### Supplied text
::::::

SSR 21119: Cannot program the external memory in the PIC18F8720
family.
SSR 21163: Programmer function: Cannot program PIC16F87x devices
in individual or in combinations of the memory areas without the
entire device being automatically erased.
SSR 22537: Cannot reset while running.
SSR 22835: When using XT mode with a canned oscillator, you
receive the warning, "Target not in debug mode", the debugger
will not work. Either select EC mode to use the oscillator or
use a crystal for XT mode.
SSR 24354: Freeze peripherals on Halt is checked and grayed, but
some peripherals do not freeze. This is a silicon issue.
SSR 24627: Lack of a device not detected on Erase; Erase appears
successful. To detect no device, do a Blank Check following
an Erase.
SSR 24936: For dsPIC30F devices, do not use power (Vdd) from ICD
unit. The power (Vdd) provided from MPLAB ICD 2 to the target
device is not sufficient for all programming operations of the
dsPIC30F device family. It is recommended that you provide power
on your own board and not to use power from the ICD.
SSR 27450: PIC16F946: You may have trouble entering debug mode
at 32 kHz. Care should be taken to place the oscillator circuit
as close to the device as possible.
-----------------------------------------------------------------
11. Important Notes
-----------------------------------------------------------------
- If you modify Program Memory, you must reprogram the device.
- When running in debug mode, selecting Debugger>Reset resets the
program, goes to the zero location, and halts. The program does
not automatically re-run.
- While single stepping, the MPLAB ICD 2 will not respond to
interrupts.
- The SLEEP instruction cannot be used when debugging.
- The WDT cannot be used when debugging.
- USB hubs must be powered.
- When working with PIC18XXXX parts, debugging speed is improved
(breakpoints, single-step, etc.) if the General Purpose File
Register Window is closed. You can put any registers that need
to be monitored into a Watch Window, or view Special Function
Registers in the SFR Window.

::::::

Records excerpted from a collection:
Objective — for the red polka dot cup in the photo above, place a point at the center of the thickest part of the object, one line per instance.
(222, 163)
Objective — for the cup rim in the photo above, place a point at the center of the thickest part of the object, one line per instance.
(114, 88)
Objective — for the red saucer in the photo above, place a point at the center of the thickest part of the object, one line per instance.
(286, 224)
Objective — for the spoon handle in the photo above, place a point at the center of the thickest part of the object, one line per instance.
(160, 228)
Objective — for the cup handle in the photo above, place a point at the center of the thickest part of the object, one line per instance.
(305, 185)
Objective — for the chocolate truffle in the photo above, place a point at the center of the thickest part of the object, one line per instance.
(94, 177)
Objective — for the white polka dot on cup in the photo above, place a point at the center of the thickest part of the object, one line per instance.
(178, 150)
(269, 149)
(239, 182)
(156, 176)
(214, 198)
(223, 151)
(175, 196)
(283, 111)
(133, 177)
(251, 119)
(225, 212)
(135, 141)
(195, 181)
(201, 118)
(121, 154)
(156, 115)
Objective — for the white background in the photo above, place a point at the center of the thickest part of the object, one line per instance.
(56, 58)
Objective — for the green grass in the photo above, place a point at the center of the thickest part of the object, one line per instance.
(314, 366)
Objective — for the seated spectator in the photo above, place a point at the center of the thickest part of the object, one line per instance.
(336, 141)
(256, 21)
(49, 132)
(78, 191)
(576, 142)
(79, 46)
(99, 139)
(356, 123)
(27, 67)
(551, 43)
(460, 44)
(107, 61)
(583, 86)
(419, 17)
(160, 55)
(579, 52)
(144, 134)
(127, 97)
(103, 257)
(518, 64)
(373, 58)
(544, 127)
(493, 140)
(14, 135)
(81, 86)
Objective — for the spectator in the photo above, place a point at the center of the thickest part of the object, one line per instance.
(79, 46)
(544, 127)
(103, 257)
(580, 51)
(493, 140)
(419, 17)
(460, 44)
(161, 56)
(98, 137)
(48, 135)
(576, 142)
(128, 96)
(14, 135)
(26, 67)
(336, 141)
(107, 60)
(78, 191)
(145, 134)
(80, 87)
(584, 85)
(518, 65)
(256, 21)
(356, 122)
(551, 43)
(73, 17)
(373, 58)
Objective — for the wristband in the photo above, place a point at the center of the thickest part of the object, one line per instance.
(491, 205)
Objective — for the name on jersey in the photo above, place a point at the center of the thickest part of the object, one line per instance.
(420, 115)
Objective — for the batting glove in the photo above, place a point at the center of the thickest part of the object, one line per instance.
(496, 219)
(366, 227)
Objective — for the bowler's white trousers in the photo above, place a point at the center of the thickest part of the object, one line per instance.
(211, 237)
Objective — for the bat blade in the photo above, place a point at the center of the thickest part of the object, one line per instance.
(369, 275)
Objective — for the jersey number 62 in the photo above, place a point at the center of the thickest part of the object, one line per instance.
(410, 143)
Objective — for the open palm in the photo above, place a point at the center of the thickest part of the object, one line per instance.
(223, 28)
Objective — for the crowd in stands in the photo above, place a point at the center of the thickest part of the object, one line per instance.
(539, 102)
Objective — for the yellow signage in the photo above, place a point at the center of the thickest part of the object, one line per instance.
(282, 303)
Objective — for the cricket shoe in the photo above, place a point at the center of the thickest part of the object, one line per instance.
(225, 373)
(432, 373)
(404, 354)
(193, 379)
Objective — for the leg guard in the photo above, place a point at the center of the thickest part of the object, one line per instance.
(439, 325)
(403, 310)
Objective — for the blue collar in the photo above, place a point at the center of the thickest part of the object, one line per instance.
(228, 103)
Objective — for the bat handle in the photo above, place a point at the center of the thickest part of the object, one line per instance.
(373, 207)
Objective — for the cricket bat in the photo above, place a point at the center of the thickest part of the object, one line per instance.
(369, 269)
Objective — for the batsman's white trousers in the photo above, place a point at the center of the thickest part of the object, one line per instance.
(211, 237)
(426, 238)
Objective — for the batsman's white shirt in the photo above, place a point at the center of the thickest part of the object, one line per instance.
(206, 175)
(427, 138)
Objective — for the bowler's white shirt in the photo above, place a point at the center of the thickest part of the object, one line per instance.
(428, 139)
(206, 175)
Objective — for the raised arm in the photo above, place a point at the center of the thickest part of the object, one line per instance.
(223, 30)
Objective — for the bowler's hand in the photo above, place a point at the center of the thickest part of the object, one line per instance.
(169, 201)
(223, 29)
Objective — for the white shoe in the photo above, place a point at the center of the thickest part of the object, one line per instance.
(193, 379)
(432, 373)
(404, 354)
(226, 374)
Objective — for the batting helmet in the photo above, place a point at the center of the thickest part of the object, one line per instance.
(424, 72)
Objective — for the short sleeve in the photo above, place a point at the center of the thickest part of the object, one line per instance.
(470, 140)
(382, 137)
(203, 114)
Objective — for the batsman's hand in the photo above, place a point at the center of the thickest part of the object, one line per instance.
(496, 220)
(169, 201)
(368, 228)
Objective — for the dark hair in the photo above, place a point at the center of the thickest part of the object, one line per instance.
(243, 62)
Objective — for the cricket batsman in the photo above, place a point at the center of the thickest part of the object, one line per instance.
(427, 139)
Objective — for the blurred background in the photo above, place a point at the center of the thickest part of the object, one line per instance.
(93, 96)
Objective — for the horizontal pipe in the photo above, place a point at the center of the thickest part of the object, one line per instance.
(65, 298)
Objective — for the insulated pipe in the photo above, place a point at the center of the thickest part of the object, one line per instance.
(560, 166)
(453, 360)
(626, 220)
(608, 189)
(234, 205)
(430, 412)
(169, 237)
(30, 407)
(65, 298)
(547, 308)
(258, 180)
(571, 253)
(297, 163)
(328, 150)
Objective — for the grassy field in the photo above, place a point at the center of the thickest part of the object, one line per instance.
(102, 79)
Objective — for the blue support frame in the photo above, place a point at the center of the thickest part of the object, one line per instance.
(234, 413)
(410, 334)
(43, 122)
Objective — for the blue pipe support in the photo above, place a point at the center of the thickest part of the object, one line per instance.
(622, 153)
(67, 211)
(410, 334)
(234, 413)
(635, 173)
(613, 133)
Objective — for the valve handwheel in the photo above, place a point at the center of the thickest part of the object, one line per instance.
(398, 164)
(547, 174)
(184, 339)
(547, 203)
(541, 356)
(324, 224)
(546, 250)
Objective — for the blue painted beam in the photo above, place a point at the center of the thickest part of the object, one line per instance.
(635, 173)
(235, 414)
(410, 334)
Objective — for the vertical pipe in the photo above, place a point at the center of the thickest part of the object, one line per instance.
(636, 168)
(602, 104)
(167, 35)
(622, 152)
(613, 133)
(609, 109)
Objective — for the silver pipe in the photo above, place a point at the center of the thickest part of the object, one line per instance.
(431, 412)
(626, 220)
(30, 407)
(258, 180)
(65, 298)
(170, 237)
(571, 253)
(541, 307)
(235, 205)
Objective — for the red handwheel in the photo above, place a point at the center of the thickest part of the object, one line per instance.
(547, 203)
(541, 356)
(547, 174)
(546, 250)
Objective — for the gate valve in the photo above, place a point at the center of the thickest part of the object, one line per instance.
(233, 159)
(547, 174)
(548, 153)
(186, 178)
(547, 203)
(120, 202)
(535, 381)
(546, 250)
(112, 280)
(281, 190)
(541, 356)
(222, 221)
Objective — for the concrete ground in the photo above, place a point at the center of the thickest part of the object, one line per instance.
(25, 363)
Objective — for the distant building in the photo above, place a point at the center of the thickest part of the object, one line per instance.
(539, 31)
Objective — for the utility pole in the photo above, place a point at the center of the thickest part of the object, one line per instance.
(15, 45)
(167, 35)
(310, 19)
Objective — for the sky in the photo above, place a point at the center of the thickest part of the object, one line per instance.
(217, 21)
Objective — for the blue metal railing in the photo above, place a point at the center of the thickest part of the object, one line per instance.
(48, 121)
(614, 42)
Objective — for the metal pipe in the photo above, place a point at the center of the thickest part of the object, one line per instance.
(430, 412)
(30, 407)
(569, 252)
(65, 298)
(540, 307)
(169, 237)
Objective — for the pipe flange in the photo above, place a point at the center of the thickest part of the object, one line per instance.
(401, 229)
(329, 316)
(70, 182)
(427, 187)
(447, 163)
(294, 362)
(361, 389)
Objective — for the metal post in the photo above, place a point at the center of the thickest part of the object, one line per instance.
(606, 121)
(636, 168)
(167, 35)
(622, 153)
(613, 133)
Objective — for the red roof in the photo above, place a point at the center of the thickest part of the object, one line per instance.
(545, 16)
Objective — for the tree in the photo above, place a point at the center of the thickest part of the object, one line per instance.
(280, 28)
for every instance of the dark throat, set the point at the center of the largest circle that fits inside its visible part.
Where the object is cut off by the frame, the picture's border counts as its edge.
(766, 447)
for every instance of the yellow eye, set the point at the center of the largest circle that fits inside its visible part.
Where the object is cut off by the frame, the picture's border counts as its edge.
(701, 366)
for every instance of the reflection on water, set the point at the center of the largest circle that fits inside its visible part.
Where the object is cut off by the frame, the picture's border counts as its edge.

::::::

### Stated goal
Reproduce the MPLAB ICD 2 notes above from "SSR 21163: Programmer" up to and including "a silicon issue.", substituting "clock source" for each occurrence of "oscillator".

### The result
SSR 21163: Programmer function: Cannot program PIC16F87x devices
in individual or in combinations of the memory areas without the
entire device being automatically erased.
SSR 22537: Cannot reset while running.
SSR 22835: When using XT mode with a canned clock source, you
receive the warning, "Target not in debug mode", the debugger
will not work. Either select EC mode to use the clock source or
use a crystal for XT mode.
SSR 24354: Freeze peripherals on Halt is checked and grayed, but
some peripherals do not freeze. This is a silicon issue.